Selected extract:
────────────────

To: Whoever is interested
Re: Not the poor are our main problem, but the rich (i.e. us!)
Date: Monday, 4 July 05

 

Contrary to what we are all brought up to believe and take for granted, it is not poverty or the poor which are the world's biggest problem - but the RICH and their (our) excessive wealth, in the blind and obsessive pursuit of which we are quite literally plundering our planet - but refusing to face up to.


Man has lived with poverty for thousands of years, but the excessive material wealth of ever increasing numbers of people now threatens to destroy us.


It is not just that the wealthy generally place a far greater per capita drain and strain on Earth's limited resources and finite carrying capacity than others, but the fact that they (with their materialistic values, attitudes and aspirations) function as role models and trendsetters, whose utterly unsustainable lifestyles, communicated and encouraged by the media (and a growth-dependent economy), billions (that's 1000's of millions!) of others are striving to emulate.

WE are the PROBLEM.

────────────────

Supplied information:

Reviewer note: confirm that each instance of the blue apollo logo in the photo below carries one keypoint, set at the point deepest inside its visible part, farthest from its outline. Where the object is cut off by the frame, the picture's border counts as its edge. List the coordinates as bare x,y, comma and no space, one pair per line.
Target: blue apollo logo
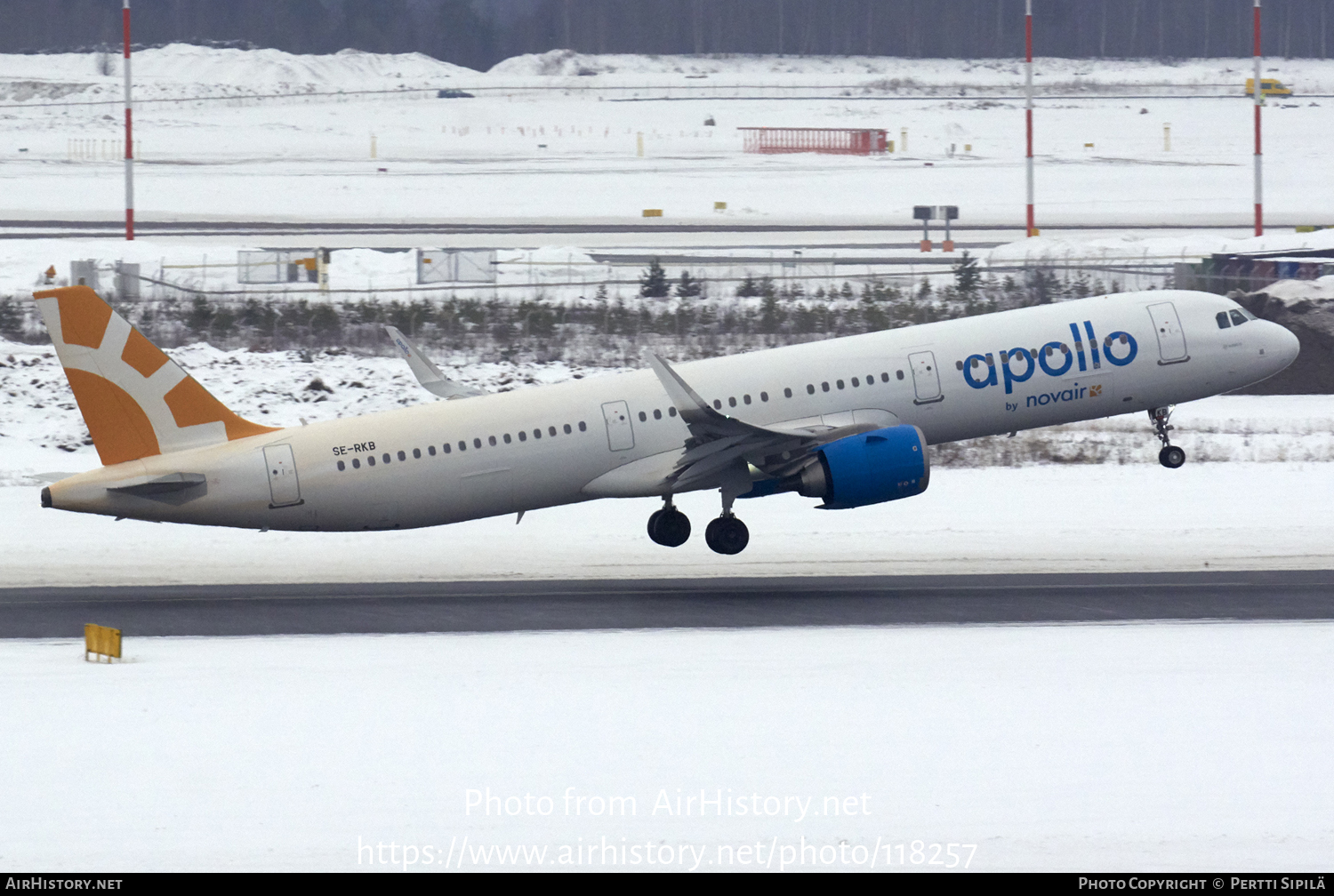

────────────────

Problem details: Reproduce the passage of the memo on wealth and poverty word for word, starting at "Date: Monday, 4" and ending at "face up to.".

Worked solution:
Date: Monday, 4 July 05

 

Contrary to what we are all brought up to believe and take for granted, it is not poverty or the poor which are the world's biggest problem - but the RICH and their (our) excessive wealth, in the blind and obsessive pursuit of which we are quite literally plundering our planet - but refusing to face up to.